--- Excerpted records ---

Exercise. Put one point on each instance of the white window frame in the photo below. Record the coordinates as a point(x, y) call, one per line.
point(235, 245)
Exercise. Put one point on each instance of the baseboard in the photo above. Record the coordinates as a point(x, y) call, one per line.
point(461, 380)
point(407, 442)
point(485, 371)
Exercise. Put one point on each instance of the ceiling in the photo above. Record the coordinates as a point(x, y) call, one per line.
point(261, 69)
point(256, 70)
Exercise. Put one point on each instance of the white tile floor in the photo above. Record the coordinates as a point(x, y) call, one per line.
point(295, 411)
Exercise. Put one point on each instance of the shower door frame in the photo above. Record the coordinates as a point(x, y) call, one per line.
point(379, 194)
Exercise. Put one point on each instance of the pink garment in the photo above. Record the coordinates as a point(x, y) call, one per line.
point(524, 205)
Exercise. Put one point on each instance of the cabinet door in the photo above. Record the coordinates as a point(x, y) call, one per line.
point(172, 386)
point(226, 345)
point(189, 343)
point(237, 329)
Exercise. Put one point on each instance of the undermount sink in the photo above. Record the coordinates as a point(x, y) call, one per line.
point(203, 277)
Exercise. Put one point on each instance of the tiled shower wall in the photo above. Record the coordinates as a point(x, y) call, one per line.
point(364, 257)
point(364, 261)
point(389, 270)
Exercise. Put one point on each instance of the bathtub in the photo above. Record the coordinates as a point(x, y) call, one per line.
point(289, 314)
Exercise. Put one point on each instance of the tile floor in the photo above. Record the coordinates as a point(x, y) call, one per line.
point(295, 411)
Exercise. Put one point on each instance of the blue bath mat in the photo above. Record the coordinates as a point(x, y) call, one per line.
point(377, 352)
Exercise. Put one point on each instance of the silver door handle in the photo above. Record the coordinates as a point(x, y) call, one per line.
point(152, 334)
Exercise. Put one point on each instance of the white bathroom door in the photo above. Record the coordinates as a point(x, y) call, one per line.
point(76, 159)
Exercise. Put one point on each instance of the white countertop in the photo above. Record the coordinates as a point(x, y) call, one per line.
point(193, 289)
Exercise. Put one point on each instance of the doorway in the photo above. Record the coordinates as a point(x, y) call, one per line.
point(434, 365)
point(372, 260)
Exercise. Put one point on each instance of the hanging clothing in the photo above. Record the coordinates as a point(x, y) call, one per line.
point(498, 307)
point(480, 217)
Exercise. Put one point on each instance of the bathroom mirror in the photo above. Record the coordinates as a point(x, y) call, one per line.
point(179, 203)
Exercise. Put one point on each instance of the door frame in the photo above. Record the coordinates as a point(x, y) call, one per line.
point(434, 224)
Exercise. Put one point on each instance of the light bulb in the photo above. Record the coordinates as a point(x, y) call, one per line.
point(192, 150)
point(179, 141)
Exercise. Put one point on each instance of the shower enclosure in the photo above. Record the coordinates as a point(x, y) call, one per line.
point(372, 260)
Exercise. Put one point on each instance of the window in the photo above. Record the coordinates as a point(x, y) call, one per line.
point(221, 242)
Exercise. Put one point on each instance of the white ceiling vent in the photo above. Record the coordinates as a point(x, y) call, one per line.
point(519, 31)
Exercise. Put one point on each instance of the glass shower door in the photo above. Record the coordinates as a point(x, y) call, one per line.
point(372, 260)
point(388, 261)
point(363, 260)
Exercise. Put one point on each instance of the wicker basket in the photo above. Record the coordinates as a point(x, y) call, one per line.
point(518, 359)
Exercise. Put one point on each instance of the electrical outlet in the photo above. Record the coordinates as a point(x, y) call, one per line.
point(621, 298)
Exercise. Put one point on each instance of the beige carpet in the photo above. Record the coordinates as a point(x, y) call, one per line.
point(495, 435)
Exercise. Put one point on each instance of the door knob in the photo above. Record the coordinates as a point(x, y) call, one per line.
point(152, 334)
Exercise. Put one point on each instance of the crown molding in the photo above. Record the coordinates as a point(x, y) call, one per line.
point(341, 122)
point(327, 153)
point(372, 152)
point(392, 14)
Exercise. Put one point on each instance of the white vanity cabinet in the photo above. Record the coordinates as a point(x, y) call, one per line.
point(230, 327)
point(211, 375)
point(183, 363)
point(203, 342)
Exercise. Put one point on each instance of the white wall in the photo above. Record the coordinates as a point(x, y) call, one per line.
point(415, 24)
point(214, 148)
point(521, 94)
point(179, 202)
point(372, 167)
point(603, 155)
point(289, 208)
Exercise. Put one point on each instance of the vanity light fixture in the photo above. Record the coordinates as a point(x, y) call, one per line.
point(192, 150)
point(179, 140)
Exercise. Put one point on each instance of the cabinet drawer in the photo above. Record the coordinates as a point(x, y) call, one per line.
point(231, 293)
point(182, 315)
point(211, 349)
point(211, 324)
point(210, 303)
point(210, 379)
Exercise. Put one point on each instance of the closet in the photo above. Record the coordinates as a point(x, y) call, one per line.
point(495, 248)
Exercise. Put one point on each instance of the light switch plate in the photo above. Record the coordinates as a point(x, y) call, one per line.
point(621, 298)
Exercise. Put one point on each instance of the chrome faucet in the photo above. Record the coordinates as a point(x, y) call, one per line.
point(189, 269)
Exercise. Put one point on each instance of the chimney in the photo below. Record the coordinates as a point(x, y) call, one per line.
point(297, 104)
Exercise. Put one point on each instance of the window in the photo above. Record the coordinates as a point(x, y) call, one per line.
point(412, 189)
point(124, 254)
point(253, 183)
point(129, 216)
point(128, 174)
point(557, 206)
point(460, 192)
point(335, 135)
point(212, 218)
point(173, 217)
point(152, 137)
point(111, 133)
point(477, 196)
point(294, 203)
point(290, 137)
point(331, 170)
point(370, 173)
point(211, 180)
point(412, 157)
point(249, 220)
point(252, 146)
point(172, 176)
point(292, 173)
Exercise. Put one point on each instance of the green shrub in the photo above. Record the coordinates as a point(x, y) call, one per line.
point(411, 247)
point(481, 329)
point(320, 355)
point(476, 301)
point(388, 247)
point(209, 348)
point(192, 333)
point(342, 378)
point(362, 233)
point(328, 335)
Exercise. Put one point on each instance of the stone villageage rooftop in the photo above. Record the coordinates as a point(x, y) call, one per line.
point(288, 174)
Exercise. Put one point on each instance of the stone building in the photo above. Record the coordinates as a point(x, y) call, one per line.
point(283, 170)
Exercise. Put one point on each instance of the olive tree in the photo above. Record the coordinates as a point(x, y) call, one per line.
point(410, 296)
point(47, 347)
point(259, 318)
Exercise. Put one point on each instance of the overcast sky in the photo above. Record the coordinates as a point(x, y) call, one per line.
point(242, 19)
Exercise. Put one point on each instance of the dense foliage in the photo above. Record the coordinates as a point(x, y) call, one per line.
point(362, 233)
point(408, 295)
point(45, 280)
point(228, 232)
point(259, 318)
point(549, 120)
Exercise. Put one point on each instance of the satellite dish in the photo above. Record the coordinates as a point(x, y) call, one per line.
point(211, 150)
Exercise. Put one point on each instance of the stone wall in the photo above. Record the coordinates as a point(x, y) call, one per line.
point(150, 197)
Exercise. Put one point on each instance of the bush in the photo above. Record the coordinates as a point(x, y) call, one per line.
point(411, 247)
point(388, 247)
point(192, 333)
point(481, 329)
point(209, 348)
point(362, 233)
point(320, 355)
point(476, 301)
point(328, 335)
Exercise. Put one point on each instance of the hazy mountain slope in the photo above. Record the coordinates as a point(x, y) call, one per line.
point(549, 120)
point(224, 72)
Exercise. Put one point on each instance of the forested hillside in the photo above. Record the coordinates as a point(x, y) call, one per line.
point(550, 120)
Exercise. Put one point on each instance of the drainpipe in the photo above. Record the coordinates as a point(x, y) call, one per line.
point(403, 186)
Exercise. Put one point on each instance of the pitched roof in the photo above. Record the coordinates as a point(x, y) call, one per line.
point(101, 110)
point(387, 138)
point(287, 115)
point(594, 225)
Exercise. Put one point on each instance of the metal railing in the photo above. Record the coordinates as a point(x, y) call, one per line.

---

§ **Work to do**:
Add 21 to every coordinate in the answers from the line with "Exercise. Put one point on each instance of the shower enclosure" to the line with "point(221, 242)", and write all of those lines out again, keeping the other lines unchanged.

§ **Result for this task**:
Exercise. Put one point on each instance of the shower enclosure in the photo above. Record the coordinates as a point(x, y) call, one per line.
point(393, 281)
Exercise. Put one point on each instance of the window in the photo above. Record the coordinates as a point(x, y) call, one per line.
point(242, 263)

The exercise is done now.